Big Band by LeRoy Neiman, 2004. Courtesy LeRoy Neiman Foundation.
April is Jazz Appreciation Month, and the Smithsonian’s National Museum of American History will launch the celebration with a special announcement of the LeRoy Neiman Foundation’s donation of a $2.5 million endowment towards the expansion of jazz programming.
Artist LeRoy Neiman (1921–2012) was best known for colorful paintings and illustrations that presented scenes of sports and entertainment. Among his work is a distinctive body of paintings of American jazz legends and music of the 1950s to 1960s. He established the LeRoy Neiman Foundation in 1986 and donated more than $20 million to art institutions, and his legacy continues with financial support to the museum’s jazz programming, including today’s donation.
In addition, the foundation is donating Neiman’s painting, “Big Band,” an epic jazz mural he considered as one of the greatest in his career. The painting is 9-by-13 feet and features 18 iconic jazz musicians, and it will be unveiled just inside of the museum’s Constitution Avenue entrance.
On the site of this new installation, the museum will develop the LeRoy Neiman Jazz Cafe on the first floor of the museum by the Constitution Avenue entrance. Designed to be a permanent space to celebrate the museum’s jazz collections, visitors will be welcomed by Neiman’s “Big Band,” as they enter. A second phase of renovations, slated to open this fall, will include a newly redesigned interior and iconic jazz visuals from the museum’s jazz collections and JAM-related materials.
The museum will announce its new five-year plan for jazz programming, made possible by the Neiman Foundation gift, and the detailed calendar of jazz activities for April 2015, including a special performance in commemoration of Billy Strayhorn’s centennial by the Smithsonian Jazz Masterworks Orchestra (SJMO), the museum’s big band in residence.
As part of the JAM 2015 kickoff, the museum will also receive several other significant acquisitions, including the upright bass and archives of jazz musician and double bassist, Ray Brown, who is known for his work with Ella Fitzgerald, Oscar Peterson and others. In addition, the museum will receive the complete collection of the prodigious jazz photographer, Duncan Schiedt, as well as a print of the iconic Ella in Flight poster, also by Neiman.

....................

## YOUR INSTRUCTIONS
Condense the paragraph of the jazz donation article that begins "Artist LeRoy Neiman (1921–2012)" into a shorter version that keeps its main facts.

## MATERIAL PROVIDED
....................

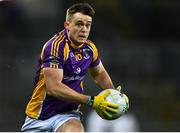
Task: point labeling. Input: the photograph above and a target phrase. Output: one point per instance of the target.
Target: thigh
(72, 125)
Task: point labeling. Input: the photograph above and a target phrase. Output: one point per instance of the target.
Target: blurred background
(138, 41)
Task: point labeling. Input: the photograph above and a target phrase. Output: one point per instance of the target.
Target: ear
(66, 25)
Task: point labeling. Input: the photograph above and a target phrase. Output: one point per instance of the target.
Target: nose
(84, 29)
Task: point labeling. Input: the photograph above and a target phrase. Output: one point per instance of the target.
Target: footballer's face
(78, 28)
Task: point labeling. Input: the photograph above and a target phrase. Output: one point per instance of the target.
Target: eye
(88, 25)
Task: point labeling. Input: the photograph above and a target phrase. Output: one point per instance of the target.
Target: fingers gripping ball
(114, 98)
(102, 107)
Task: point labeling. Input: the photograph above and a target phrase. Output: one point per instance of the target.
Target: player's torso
(77, 63)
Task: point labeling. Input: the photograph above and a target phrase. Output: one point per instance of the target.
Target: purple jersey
(59, 54)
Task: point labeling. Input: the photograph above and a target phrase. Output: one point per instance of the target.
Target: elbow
(51, 89)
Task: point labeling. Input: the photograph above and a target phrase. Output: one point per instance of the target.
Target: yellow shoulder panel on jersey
(66, 50)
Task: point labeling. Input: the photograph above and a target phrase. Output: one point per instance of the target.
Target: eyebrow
(83, 21)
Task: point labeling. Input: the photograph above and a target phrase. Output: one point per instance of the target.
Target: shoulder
(91, 45)
(55, 44)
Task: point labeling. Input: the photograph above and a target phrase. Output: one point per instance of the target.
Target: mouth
(82, 36)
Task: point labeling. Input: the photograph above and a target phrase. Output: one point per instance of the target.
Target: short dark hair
(83, 8)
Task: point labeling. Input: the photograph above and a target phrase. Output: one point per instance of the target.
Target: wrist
(90, 101)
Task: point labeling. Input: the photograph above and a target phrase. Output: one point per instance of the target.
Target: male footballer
(58, 87)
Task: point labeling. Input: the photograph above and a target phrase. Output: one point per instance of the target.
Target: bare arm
(101, 77)
(56, 88)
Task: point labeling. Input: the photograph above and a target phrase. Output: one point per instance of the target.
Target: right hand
(103, 107)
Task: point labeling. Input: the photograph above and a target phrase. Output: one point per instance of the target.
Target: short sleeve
(96, 60)
(52, 55)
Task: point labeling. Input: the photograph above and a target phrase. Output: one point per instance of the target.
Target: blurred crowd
(138, 42)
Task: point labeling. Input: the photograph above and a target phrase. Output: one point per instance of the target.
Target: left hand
(118, 88)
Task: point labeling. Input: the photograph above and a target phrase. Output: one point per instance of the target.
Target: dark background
(138, 41)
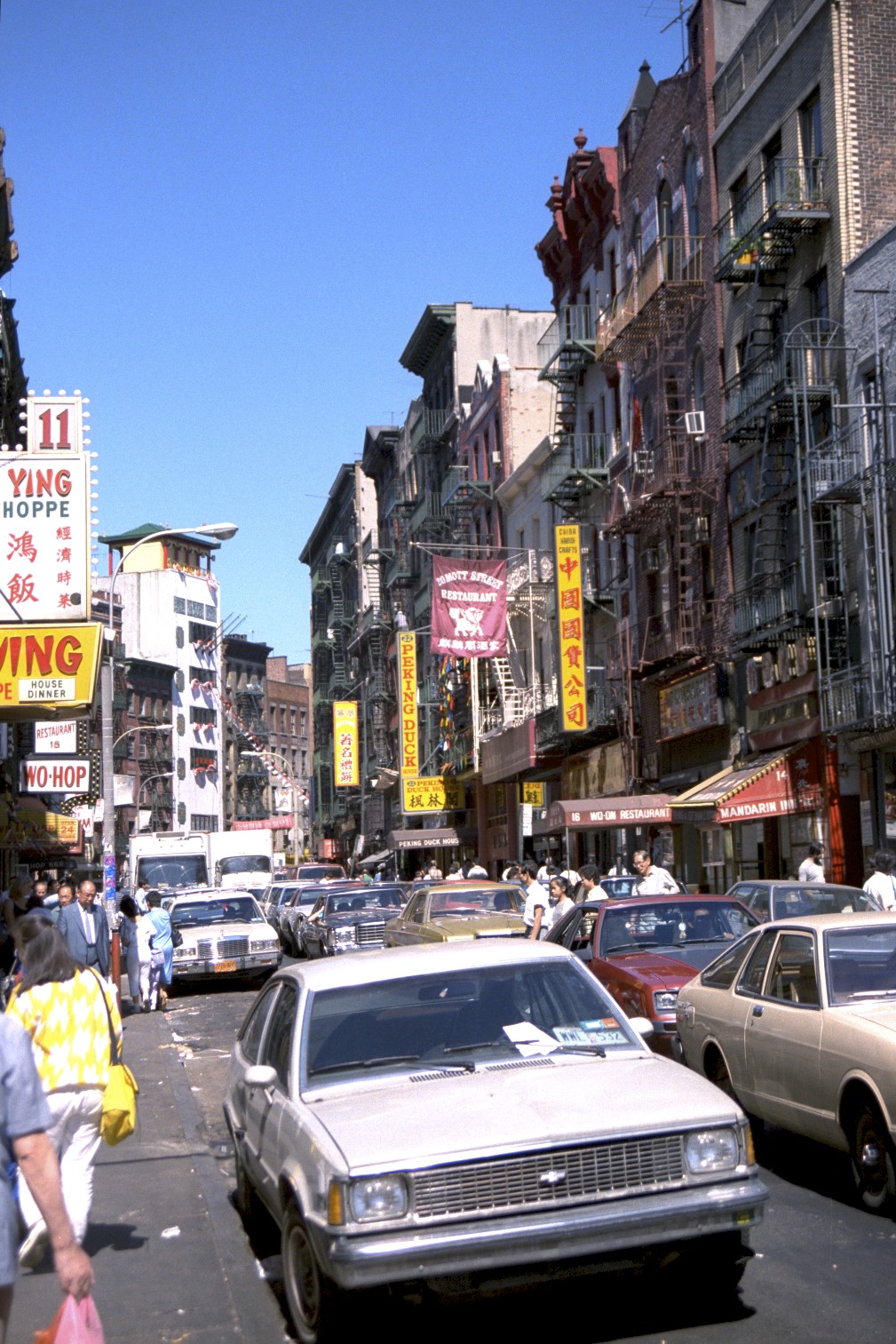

....................

## TASK RESPONSE
LeRoy Neiman (1921–2012) was an artist best known for colorful paintings and illustrations of sports and entertainment. He also painted American jazz legends and music of the 1950s to 1960s. He founded the LeRoy Neiman Foundation in 1986 and gave more than $20 million to art institutions. His legacy continues through financial support for the museum's jazz programming, including today's donation.